━━━━━ INPUT DATA

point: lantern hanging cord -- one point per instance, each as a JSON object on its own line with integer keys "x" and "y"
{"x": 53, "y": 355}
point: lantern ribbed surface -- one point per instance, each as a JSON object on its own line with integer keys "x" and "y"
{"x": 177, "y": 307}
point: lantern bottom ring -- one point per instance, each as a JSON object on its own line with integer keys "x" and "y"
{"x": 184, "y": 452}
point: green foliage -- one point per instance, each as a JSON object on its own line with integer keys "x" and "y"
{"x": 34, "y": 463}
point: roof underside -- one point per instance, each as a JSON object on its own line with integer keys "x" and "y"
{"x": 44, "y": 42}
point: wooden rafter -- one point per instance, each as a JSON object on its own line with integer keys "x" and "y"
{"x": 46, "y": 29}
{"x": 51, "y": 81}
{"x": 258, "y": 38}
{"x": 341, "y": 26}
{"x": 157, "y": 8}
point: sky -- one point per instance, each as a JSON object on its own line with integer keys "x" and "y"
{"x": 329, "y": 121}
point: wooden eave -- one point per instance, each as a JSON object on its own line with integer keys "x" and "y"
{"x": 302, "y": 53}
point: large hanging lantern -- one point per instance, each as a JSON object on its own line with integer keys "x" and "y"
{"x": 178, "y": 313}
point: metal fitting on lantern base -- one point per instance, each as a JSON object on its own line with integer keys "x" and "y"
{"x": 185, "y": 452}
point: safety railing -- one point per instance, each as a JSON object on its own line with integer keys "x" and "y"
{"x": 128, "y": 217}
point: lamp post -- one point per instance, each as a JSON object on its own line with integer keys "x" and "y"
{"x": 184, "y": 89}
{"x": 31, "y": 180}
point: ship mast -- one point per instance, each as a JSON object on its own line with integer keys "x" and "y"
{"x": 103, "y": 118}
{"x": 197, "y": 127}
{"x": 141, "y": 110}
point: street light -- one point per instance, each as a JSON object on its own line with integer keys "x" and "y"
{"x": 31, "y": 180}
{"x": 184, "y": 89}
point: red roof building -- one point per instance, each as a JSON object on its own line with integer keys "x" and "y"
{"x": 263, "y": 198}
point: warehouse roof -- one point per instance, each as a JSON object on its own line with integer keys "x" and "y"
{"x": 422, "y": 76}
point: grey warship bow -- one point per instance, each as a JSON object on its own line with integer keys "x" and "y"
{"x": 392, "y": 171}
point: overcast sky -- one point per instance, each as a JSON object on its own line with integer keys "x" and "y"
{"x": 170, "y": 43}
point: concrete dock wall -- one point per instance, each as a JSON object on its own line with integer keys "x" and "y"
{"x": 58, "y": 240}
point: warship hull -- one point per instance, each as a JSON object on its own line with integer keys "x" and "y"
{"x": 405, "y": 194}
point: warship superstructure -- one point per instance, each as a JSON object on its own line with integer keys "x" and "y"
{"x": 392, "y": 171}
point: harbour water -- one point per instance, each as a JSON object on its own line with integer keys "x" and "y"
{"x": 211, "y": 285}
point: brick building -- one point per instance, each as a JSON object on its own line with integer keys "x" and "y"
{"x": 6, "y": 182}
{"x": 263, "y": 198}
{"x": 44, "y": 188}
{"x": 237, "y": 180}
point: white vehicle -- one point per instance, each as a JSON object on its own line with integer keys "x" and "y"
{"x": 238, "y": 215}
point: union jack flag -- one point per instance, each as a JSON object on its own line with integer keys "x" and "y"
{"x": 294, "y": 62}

━━━━━━━━━━

> [PROBLEM TO SOLVE]:
Write out all the records above again, swapping every "warship" for "navy ship" and leaving every other character unchanged.

> [SOLVED PROBLEM]:
point: lantern hanging cord -- one point per instance, each as a JSON object on its own line with integer keys "x" and "y"
{"x": 53, "y": 355}
point: lantern ribbed surface -- one point per instance, each as a JSON object on its own line with integer keys "x" and "y"
{"x": 177, "y": 307}
point: lantern bottom ring -- one point per instance, each as a JSON object on its own line with integer keys "x" and "y"
{"x": 184, "y": 452}
point: green foliage -- one point per instance, each as a JSON object on its own line with integer keys "x" and "y"
{"x": 34, "y": 463}
point: roof underside -- one point per instance, each as a JSON object on its own line with integer keys "x" and "y"
{"x": 44, "y": 42}
point: wooden rafter -- one point per instance, each as a JSON object on its own line with integer keys "x" and "y"
{"x": 46, "y": 29}
{"x": 51, "y": 81}
{"x": 258, "y": 38}
{"x": 341, "y": 26}
{"x": 157, "y": 8}
point: sky -- one point per instance, each as a JSON object on its own line with integer keys "x" and "y"
{"x": 329, "y": 121}
point: wooden eave -- one point per instance, each as a JSON object on its own line with integer keys "x" and "y"
{"x": 302, "y": 53}
point: large hanging lantern -- one point per instance, each as a JSON object on its own line with integer keys "x" and "y"
{"x": 178, "y": 313}
point: metal fitting on lantern base -- one point per instance, each as a JSON object on its own line with integer keys "x" and "y"
{"x": 185, "y": 452}
point: safety railing -- one point per instance, each as a JSON object on its own line with integer keys "x" and "y"
{"x": 128, "y": 217}
point: lamp post -- one point per instance, each as a JSON object on its own line with integer keys "x" and "y"
{"x": 184, "y": 89}
{"x": 31, "y": 180}
point: ship mast -- one point per instance, each as a JSON object on its own line with integer keys "x" and "y"
{"x": 103, "y": 118}
{"x": 197, "y": 127}
{"x": 141, "y": 110}
point: street light -- one point per instance, each as a JSON object on its own line with integer keys "x" and "y"
{"x": 31, "y": 180}
{"x": 184, "y": 89}
point: red roof building -- one point per instance, each as a JSON object on its own line with integer keys "x" and "y"
{"x": 263, "y": 198}
point: warehouse roof -- one point per instance, each as a JSON object on its own line with integer keys "x" and "y"
{"x": 422, "y": 76}
point: grey navy ship bow -- one point per instance, each as a JSON object on its own line with integer keys "x" and "y"
{"x": 392, "y": 171}
point: overcast sky -- one point per instance, each as a JSON object on its own line with integer keys "x" and "y"
{"x": 170, "y": 43}
point: concrete dock wall -- one point per instance, each as a JSON object on its own line with integer keys "x" and "y"
{"x": 58, "y": 240}
point: navy ship hull -- one point per instance, each as a JSON object on its own line with integer keys "x" and "y"
{"x": 405, "y": 194}
point: navy ship superstructure -- one point per instance, each as a JSON object on its own line with integer keys "x" and "y"
{"x": 392, "y": 171}
point: harbour water -- one point per instance, each as a JSON object on its own line with integer keys "x" and "y"
{"x": 211, "y": 285}
point: brick building -- one point per instance, each as a JSON object on its own line with integer keys "x" and "y"
{"x": 6, "y": 182}
{"x": 263, "y": 198}
{"x": 44, "y": 188}
{"x": 237, "y": 180}
point: white vehicle -- one point per instance, each as a JSON object on its own line with integer keys "x" and "y"
{"x": 238, "y": 215}
point: union jack flag -- one point per instance, each as a JSON object on its own line with integer keys "x" and "y"
{"x": 294, "y": 62}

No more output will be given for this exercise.